### [To do]
Format the rows as a JSON list of strings, one string per line, starting with the line that contains "Where can you see the foliage" and going on through the end of the rows. Leave out blank lines and any lines outside that span.

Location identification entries
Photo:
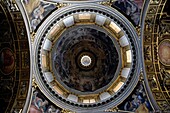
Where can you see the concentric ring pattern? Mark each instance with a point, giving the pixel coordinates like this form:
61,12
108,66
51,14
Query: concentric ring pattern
86,57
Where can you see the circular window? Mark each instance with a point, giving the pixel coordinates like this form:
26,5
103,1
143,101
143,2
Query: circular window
86,57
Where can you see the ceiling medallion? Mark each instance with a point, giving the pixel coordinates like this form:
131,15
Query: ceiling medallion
86,57
85,60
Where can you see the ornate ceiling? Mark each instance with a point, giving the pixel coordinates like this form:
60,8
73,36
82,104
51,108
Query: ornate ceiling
67,56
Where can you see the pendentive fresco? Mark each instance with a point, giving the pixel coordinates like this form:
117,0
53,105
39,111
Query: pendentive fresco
68,56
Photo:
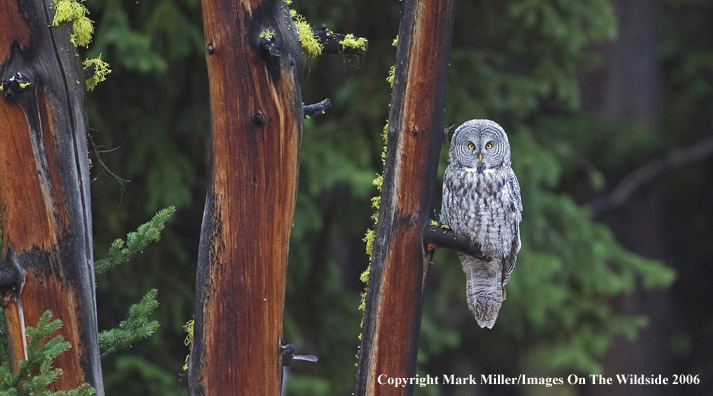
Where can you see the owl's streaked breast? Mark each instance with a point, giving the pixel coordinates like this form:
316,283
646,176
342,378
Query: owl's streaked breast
475,205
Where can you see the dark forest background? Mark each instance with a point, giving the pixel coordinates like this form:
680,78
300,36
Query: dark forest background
594,94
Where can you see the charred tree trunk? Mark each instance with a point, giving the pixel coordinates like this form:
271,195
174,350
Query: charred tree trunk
44,188
256,114
400,258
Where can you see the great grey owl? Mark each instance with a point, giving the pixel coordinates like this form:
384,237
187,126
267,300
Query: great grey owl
481,199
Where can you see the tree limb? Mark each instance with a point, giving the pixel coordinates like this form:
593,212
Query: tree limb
649,172
436,236
317,108
331,42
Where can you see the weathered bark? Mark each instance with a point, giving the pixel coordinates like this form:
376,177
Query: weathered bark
400,260
256,114
44,186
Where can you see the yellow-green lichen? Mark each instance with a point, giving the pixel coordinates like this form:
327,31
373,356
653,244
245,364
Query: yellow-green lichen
310,44
352,42
390,77
188,327
267,33
74,12
101,70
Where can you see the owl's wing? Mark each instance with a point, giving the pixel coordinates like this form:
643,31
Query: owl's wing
516,208
509,260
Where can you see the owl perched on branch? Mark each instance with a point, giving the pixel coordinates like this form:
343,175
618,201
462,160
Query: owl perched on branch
481,199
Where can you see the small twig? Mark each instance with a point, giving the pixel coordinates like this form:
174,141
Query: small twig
103,165
649,172
89,71
436,236
13,85
288,355
317,108
268,44
330,42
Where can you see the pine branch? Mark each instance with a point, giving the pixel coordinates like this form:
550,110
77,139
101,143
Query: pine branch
134,328
36,373
120,251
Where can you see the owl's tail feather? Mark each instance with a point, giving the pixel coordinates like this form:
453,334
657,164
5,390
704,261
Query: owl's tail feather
484,291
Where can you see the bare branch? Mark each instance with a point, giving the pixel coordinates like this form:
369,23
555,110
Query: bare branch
649,172
436,236
317,108
331,42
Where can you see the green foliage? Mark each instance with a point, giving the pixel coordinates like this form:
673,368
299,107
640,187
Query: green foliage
521,68
36,373
122,251
135,327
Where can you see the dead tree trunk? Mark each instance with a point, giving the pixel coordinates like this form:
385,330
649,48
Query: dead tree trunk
254,63
400,259
44,189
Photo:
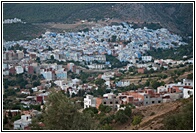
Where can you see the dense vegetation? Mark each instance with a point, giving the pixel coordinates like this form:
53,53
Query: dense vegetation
56,12
182,120
173,53
19,31
61,113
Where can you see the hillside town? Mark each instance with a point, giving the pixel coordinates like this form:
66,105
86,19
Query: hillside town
67,62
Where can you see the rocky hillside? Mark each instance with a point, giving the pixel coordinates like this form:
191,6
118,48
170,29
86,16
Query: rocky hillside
178,17
155,117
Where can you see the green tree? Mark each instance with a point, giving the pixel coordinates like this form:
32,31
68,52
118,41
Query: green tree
52,57
62,114
128,111
121,117
190,76
182,120
136,120
114,38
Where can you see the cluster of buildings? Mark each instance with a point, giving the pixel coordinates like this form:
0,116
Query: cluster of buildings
121,41
15,20
143,97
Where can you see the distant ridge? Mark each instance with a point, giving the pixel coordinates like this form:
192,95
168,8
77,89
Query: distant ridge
177,17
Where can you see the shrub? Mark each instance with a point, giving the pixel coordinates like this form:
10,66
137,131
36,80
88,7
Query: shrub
136,120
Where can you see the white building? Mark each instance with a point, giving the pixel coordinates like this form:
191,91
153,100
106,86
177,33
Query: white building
89,101
22,123
187,82
187,92
123,83
146,58
19,69
161,89
47,75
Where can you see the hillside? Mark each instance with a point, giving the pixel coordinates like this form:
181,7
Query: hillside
154,116
178,17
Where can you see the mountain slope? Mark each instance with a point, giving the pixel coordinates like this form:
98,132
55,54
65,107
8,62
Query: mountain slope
178,17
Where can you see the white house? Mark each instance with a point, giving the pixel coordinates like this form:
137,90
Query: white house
22,123
187,82
47,75
161,89
123,83
187,92
89,101
19,69
146,58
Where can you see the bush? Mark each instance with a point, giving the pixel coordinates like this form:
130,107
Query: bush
121,117
136,120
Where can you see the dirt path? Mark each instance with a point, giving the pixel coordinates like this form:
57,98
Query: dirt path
153,115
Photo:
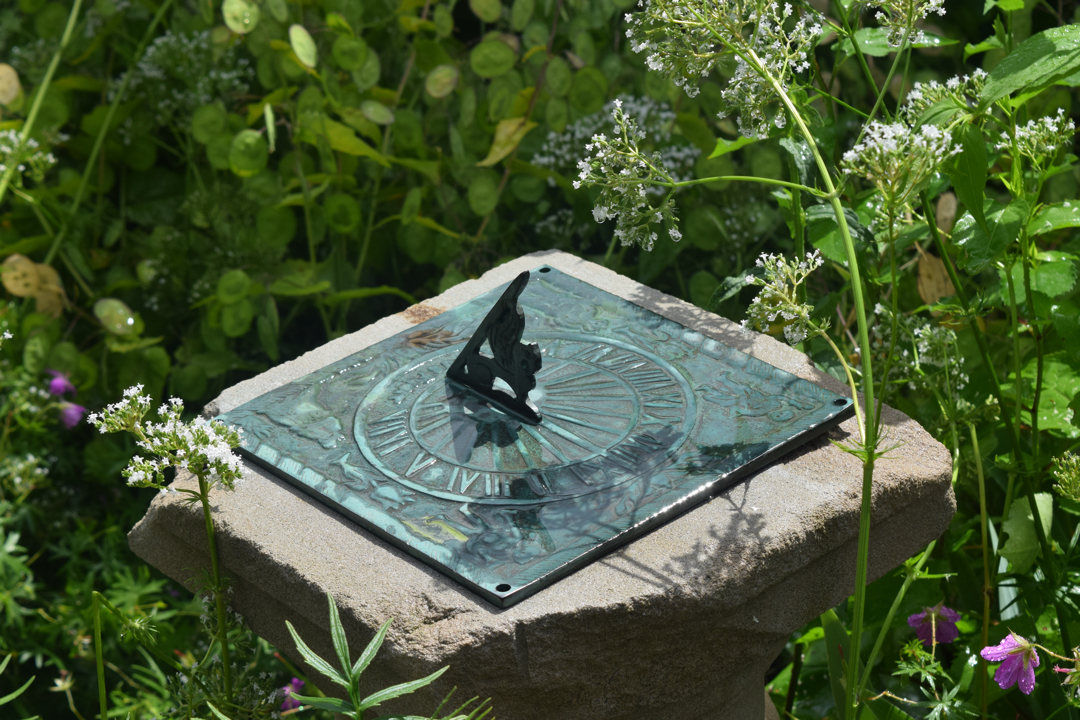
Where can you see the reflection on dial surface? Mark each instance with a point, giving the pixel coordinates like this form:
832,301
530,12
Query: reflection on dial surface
610,412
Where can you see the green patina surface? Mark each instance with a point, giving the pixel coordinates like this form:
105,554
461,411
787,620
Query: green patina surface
643,419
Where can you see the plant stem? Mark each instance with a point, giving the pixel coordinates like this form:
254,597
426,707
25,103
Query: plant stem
912,575
99,140
217,588
40,95
987,587
102,697
528,114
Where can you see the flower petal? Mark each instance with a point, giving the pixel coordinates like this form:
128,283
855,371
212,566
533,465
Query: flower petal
1000,651
1009,671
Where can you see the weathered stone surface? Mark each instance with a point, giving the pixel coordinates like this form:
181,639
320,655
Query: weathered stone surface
682,623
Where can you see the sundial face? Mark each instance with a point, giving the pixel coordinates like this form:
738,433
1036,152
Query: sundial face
640,420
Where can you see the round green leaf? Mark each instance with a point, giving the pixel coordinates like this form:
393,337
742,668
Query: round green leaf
217,151
377,112
342,213
521,13
703,228
536,34
442,81
248,153
51,21
237,318
556,114
589,91
491,58
557,78
527,188
241,16
367,76
115,315
208,122
275,226
350,53
489,11
484,192
232,286
302,45
584,48
444,21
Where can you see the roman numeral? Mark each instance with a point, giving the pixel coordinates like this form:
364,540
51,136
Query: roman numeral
422,460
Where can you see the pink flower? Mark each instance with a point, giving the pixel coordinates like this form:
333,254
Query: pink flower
935,623
293,687
59,384
71,415
1018,660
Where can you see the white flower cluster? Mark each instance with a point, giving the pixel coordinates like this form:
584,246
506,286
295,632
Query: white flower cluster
27,157
778,301
22,473
624,173
178,75
1040,139
898,160
561,150
921,347
900,16
686,39
202,447
962,90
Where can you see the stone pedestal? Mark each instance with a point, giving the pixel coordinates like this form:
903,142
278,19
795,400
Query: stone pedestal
682,623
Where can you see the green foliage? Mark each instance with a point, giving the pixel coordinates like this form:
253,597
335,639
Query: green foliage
242,181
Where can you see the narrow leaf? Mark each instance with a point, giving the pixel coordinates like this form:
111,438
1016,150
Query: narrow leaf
981,248
397,691
337,634
10,696
724,147
271,128
1039,60
313,660
508,134
373,647
216,711
332,704
968,173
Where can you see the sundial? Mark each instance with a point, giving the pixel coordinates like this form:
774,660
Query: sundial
520,436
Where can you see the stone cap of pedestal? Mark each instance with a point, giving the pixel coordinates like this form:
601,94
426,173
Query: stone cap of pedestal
686,619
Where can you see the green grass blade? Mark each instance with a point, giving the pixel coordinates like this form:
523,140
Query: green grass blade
313,660
337,634
403,689
373,647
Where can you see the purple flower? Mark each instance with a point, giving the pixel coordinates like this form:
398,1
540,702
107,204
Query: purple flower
1018,660
59,384
71,415
293,687
936,623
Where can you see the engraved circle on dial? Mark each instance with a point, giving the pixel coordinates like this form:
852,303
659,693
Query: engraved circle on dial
610,412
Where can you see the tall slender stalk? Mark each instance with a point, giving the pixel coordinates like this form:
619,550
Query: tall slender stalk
218,588
99,140
987,587
40,95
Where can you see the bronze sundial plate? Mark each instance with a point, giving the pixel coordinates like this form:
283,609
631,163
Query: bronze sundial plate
642,420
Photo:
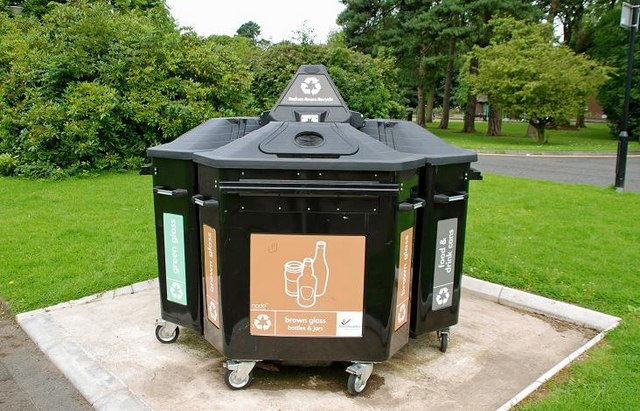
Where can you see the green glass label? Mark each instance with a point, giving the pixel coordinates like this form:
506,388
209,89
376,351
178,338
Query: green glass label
174,258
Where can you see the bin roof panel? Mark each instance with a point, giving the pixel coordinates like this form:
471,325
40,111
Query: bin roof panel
409,137
209,135
309,146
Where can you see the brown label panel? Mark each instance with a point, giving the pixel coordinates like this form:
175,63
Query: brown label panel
307,285
404,278
212,291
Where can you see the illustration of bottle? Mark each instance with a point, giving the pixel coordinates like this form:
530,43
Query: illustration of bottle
292,270
321,268
307,285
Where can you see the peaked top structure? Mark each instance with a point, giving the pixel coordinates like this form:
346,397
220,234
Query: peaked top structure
311,96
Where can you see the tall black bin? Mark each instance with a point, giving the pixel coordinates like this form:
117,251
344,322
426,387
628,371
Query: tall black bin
177,229
441,224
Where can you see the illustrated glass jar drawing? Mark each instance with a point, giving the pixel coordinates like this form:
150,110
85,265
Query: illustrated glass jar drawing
308,279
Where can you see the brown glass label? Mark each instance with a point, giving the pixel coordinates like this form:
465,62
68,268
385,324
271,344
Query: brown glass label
403,293
307,285
212,292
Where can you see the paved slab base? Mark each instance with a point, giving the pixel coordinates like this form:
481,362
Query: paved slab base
106,346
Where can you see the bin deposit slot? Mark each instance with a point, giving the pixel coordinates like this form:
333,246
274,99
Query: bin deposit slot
170,192
445,198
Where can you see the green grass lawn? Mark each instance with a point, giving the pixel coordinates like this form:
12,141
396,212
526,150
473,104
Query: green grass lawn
596,137
71,238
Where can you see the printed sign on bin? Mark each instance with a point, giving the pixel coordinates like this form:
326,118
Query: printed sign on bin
403,293
174,262
307,285
212,292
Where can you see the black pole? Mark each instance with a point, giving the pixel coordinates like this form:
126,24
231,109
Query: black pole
623,143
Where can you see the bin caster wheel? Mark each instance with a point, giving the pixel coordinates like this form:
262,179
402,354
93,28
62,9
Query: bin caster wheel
355,384
443,336
233,381
165,335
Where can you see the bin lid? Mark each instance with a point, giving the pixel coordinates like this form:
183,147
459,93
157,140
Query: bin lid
209,135
309,146
409,137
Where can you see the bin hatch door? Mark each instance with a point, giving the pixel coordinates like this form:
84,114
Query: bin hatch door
323,140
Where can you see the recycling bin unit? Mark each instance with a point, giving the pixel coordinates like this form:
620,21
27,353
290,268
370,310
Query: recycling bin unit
441,224
310,235
177,229
307,242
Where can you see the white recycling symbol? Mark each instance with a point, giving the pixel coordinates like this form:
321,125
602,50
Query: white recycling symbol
176,291
262,322
443,296
311,85
402,313
213,310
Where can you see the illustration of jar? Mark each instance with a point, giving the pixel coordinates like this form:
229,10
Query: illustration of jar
292,270
307,285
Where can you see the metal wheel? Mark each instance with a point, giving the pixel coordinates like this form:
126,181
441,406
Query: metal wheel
165,336
444,341
235,383
355,384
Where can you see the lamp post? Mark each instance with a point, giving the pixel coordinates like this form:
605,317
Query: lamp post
628,19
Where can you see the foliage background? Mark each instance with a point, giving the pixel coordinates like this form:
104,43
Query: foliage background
89,85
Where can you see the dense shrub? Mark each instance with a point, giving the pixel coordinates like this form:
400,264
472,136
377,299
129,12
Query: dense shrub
90,87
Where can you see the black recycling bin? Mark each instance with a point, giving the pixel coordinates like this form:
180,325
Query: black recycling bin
177,228
440,228
316,237
307,243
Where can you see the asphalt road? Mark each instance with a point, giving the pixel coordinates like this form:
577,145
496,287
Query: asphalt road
595,170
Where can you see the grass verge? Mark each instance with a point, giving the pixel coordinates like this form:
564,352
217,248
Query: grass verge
572,243
596,137
71,238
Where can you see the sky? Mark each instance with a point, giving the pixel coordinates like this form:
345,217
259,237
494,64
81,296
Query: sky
278,19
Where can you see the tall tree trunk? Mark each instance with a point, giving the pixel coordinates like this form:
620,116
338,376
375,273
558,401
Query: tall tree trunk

### [Answer to this exercise]
[
  "Where can you see the foliage background? Mark each instance with a point, giving the pixel coordinates like this form:",
  "104,43",
  "Query: foliage background",
  "89,85",
  "Where can you see the dense shrub? Mark each instance with a point, giving the pixel coordinates like this form:",
  "400,264",
  "472,136",
  "377,299",
  "129,12",
  "Query: dense shrub",
  "90,87",
  "Where can you see the black recycling bin? Mark each instance with a point, giving the pixel coordinates like this form:",
  "180,325",
  "Query: black recycling bin",
  "177,228",
  "440,228",
  "316,237",
  "307,243",
  "Where can you see the asphalt road? Mark each instance with a point, giving the pixel coordinates like this form:",
  "577,145",
  "496,287",
  "Query: asphalt road",
  "595,170",
  "Where can you see the grass verge? Mark each instance with a point, giving the pixel coordinates like this form:",
  "564,352",
  "217,248",
  "Query: grass verge",
  "572,243",
  "596,137",
  "71,238",
  "Where can you see the sky? Mark each instance with a point, giving the pixel coordinates like this form:",
  "345,217",
  "259,237",
  "494,64",
  "81,296",
  "Query: sky",
  "278,19",
  "Where can you see the tall tree trunk? Mark each instance with a point, giving the pixel coordinates like this form:",
  "620,116",
  "338,376",
  "375,273",
  "558,401",
  "Query: tall tree trunk"
]